━━ Document section ━━

This unit is designed to answer the Essential Question, "How do particles combine into new substances? What evidence can show how the physical and chemical properties of the substances change?".
It particularly focuses on types of matter, physical properties, phase changes, and factors that affect physical properties. This unit's purpose is so much more than just the content, however. It's focus is scientific literacy. It stresses group discussion, discourse and utilizing text references when engaging in argument. Students utilize reading, writing, and speaking strategies in order to develop scientific literacy. It's scientific literacy immersion!
In this lesson, students gain an understanding of what elements, molecules, compounds and mixtures look like at the molecular level. Students use marshmallows to represent atoms and toothpicks to represent bonds. The purpose of the lesson is not for them to learn how to bond, but to notice what the particles might look like in each type of matter. Typically, this lesson requires two days from start to finish.
This lesson is geared to address the following NGSS and Common Core Standards:
MS-PS1-1 Develop models to describe the atomic composition of simple molecules and extended structures.
CCSS.ELA-LITERACY.RST.6-8.3 Follow precisely a multistep procedure when carrying out experiments, taking measurements, or performing technical tasks.

━━━

*Task set*:
a) Transcribe the part of the lesson description that opens with the words containing "In this lesson, students" and closes with "performing technical tasks.".
b) Answer these questions from the lesson description:
(i) What do students use to represent atoms?
(ii) How many days does the lesson typically take from start to finish?
(iii) Which NGSS standard code is listed?

━━ Data entries ━━

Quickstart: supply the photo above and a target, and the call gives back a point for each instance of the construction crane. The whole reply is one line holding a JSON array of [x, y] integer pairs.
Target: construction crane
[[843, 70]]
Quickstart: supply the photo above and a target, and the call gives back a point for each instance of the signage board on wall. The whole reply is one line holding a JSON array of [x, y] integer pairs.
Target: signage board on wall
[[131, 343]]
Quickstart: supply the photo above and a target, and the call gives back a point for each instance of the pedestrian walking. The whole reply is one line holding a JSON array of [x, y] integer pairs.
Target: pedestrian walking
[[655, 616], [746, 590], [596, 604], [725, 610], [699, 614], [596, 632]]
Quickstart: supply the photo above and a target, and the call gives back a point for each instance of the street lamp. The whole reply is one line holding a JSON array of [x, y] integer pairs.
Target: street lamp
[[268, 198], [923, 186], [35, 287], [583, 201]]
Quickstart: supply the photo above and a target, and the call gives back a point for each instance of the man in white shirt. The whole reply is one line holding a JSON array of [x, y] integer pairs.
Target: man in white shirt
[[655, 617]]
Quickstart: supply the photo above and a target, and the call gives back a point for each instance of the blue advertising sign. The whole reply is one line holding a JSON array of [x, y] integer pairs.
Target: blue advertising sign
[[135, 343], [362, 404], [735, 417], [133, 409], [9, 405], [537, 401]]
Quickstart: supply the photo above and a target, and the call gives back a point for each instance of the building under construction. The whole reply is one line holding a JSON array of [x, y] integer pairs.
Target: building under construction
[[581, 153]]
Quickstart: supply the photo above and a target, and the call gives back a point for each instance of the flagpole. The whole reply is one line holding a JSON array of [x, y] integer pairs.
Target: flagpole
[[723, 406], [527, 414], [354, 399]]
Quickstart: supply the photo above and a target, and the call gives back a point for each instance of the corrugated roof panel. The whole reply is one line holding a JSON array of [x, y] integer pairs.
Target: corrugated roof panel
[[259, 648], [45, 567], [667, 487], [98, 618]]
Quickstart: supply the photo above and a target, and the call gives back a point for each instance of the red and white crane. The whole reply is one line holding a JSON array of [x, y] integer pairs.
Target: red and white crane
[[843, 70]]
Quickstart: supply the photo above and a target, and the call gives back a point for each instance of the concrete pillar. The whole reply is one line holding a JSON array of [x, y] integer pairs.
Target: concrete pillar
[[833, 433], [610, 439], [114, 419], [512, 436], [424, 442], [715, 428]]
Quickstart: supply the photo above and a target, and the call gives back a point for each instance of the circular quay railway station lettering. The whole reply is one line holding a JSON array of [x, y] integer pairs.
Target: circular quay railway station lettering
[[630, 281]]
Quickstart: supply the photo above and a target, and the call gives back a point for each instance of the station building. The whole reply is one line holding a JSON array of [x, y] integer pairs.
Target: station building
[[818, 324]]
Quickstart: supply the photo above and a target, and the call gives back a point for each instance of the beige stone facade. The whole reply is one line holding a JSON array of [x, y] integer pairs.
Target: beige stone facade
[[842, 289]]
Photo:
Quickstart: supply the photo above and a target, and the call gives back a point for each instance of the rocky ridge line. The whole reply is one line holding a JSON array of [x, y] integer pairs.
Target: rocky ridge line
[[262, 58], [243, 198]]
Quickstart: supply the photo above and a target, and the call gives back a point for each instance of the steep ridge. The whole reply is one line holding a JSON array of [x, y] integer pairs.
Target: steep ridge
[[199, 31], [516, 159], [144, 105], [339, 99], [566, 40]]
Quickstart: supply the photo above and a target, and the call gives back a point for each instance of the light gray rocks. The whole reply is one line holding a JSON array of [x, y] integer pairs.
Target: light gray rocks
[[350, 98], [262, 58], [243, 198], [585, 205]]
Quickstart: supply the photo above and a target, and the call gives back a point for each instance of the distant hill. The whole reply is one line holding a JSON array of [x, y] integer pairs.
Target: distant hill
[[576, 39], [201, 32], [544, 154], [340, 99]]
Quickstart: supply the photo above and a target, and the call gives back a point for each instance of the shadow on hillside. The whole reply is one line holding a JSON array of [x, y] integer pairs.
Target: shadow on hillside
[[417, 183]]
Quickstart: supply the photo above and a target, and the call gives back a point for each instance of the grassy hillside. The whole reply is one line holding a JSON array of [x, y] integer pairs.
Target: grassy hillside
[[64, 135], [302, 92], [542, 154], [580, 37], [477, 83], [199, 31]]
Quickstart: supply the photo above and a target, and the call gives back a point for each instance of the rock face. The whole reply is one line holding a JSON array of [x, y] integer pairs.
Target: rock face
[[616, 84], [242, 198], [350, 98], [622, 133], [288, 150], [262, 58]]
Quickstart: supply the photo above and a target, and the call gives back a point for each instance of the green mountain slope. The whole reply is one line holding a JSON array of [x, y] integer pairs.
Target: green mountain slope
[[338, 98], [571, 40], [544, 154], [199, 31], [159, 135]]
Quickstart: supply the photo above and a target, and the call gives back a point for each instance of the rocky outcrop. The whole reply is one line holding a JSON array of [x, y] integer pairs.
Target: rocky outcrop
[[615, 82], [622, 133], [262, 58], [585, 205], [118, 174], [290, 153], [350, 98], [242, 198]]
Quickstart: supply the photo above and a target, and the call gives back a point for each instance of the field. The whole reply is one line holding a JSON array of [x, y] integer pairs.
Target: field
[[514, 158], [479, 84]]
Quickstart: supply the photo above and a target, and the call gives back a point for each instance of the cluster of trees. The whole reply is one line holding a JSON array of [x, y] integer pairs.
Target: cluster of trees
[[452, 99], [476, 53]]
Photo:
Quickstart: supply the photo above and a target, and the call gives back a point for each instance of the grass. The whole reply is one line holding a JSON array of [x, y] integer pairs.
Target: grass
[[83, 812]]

━━━

*Task-by-task answers*:
a)
In this lesson, students gain an understanding of what elements, molecules, compounds and mixtures look like at the molecular level. Students use marshmallows to represent atoms and toothpicks to represent bonds. The purpose of the lesson is not for them to learn how to bond, but to notice what the particles might look like in each type of matter. Typically, this lesson requires two days from start to finish.
This lesson is geared to address the following NGSS and Common Core Standards:
MS-PS1-1 Develop models to describe the atomic composition of simple molecules and extended structures.
CCSS.ELA-LITERACY.RST.6-8.3 Follow precisely a multistep procedure when carrying out experiments, taking measurements, or performing technical tasks.

b)
(i) Marshmallows
(ii) Two days
(iii) MS-PS1-1